• [TASK BRIEF]:
Edit the material below so that every occurrence of "drop a single dot" becomes "place one point", with everything else left as it is. Leave the pictures out of your output.

- - - -

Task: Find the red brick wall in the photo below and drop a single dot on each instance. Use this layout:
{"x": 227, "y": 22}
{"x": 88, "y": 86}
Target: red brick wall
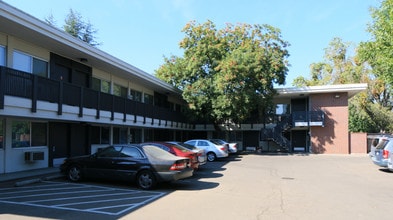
{"x": 358, "y": 143}
{"x": 333, "y": 138}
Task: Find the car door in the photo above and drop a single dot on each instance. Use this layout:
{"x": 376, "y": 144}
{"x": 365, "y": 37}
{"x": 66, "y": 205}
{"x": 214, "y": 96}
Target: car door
{"x": 127, "y": 165}
{"x": 102, "y": 164}
{"x": 204, "y": 145}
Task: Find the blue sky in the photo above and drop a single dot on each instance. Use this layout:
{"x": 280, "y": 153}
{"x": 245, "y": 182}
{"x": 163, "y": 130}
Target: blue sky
{"x": 142, "y": 32}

- - - -

• [FINISHED TASK]:
Task: Find the red brick wall in the photo below and place one point on each instance. Use this layout:
{"x": 227, "y": 22}
{"x": 88, "y": 86}
Target: red brick wall
{"x": 358, "y": 143}
{"x": 333, "y": 138}
Task: Find the car door in the photo above and place one point on each instance. Use this layout:
{"x": 376, "y": 144}
{"x": 365, "y": 37}
{"x": 66, "y": 205}
{"x": 214, "y": 96}
Target: car door
{"x": 127, "y": 165}
{"x": 102, "y": 164}
{"x": 204, "y": 145}
Task: Find the blue sky in the photo above and place one point on each instance. Use this layout:
{"x": 280, "y": 153}
{"x": 245, "y": 182}
{"x": 163, "y": 130}
Target: blue sky
{"x": 142, "y": 32}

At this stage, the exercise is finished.